Stored data entries
----------------------------------------

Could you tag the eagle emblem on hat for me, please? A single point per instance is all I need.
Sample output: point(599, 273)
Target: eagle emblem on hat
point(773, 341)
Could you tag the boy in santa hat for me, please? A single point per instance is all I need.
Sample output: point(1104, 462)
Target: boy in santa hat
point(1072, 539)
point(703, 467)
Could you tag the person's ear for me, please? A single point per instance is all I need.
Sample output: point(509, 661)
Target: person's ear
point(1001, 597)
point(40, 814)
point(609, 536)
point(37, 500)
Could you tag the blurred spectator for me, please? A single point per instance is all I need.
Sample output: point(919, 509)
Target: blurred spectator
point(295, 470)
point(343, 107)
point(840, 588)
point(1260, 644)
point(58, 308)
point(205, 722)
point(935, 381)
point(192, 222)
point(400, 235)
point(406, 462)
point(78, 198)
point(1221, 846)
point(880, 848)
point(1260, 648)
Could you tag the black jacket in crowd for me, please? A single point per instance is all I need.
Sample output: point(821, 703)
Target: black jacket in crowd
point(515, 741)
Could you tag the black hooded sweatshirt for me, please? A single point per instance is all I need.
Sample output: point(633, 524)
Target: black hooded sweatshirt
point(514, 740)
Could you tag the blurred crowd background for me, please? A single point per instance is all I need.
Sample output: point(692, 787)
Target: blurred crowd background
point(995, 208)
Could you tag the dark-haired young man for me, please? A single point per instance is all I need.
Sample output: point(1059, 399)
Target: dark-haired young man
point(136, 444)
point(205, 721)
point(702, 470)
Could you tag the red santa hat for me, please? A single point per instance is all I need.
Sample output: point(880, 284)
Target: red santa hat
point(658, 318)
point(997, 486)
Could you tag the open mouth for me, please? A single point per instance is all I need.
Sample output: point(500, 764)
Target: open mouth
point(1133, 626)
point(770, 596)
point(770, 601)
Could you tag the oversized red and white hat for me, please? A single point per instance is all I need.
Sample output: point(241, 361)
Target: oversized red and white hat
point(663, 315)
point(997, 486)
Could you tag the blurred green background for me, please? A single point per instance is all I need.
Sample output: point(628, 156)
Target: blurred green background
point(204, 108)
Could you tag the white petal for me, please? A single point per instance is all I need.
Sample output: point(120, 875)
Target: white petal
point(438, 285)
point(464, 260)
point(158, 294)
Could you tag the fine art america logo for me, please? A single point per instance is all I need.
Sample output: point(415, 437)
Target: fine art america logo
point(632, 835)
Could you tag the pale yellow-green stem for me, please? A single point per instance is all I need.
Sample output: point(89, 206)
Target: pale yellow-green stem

----------------------------------------

BRIEF:
Please copy out all of the material above word for word, keeping every line unchanged.

THE REPLY:
Could you tag the eagle emblem on hat for me, please? A single point per instance is all I need.
Sample output: point(599, 273)
Target: eagle emblem on hat
point(773, 341)
Could you tag the boy in santa hat for me, please? A single point per instance is all I need.
Sample output: point(1104, 462)
Target: boy in santa hat
point(1072, 539)
point(703, 467)
Could you tag the person's ear for me, please? A single point per instance is all I need.
Sample output: point(509, 661)
Target: person's ear
point(1001, 597)
point(40, 814)
point(609, 536)
point(37, 500)
Could you tag the blurred spectator for me, please? A single point per instance is all I need.
Sample output: point(919, 509)
Target: blurred spectator
point(295, 470)
point(343, 107)
point(840, 588)
point(1260, 644)
point(58, 308)
point(205, 722)
point(935, 381)
point(192, 222)
point(400, 235)
point(406, 462)
point(78, 198)
point(1221, 846)
point(880, 848)
point(1260, 648)
Could you tag the black jacket in crowd for me, please? A single point per instance is all I need.
Sample output: point(821, 703)
Target: black jacket in crowd
point(515, 741)
Could you tag the black hooded sweatshirt for me, please? A single point per instance is all I need.
Sample output: point(633, 524)
Target: black hooded sweatshirt
point(514, 740)
Could you tag the blurred crowd background for me, please? A single point per instance is all I need.
Sample output: point(692, 787)
Target: blurred crowd background
point(995, 208)
Could you tag the dark-haired young man for me, please? A single point per instance is all I need.
Sample output: point(1059, 399)
Target: dark-haired young man
point(136, 444)
point(205, 721)
point(702, 470)
Could you tag the red santa hat for me, please? A single point per instance is all I need.
Sample output: point(880, 284)
Target: red santa hat
point(658, 318)
point(997, 486)
Could you tag the open mouth for me, please? A single point per instance is all I need.
Sample output: point(500, 764)
Target: open mouth
point(1133, 626)
point(770, 596)
point(770, 601)
Could you tag the oversized red and white hat for me, please? A single point per instance is all I need.
Sample output: point(241, 361)
Target: oversized red and white hat
point(663, 315)
point(997, 486)
Could you tag the blurred green background for me, please? A single point per instance is all I need.
Sample output: point(628, 156)
Target: blurred green background
point(204, 108)
Could you tag the white petal for me, please? A single point per instance is all I need.
Sample output: point(120, 875)
Target: white petal
point(438, 285)
point(464, 260)
point(158, 294)
Could you tag the fine art america logo for me, please? A single point per instance is all I need.
Sample output: point(415, 437)
Target: fine art america logo
point(632, 835)
Could you tag the pale yellow-green stem for me, please? A single point per instance is all I need.
Sample output: point(89, 206)
Target: pale yellow-green stem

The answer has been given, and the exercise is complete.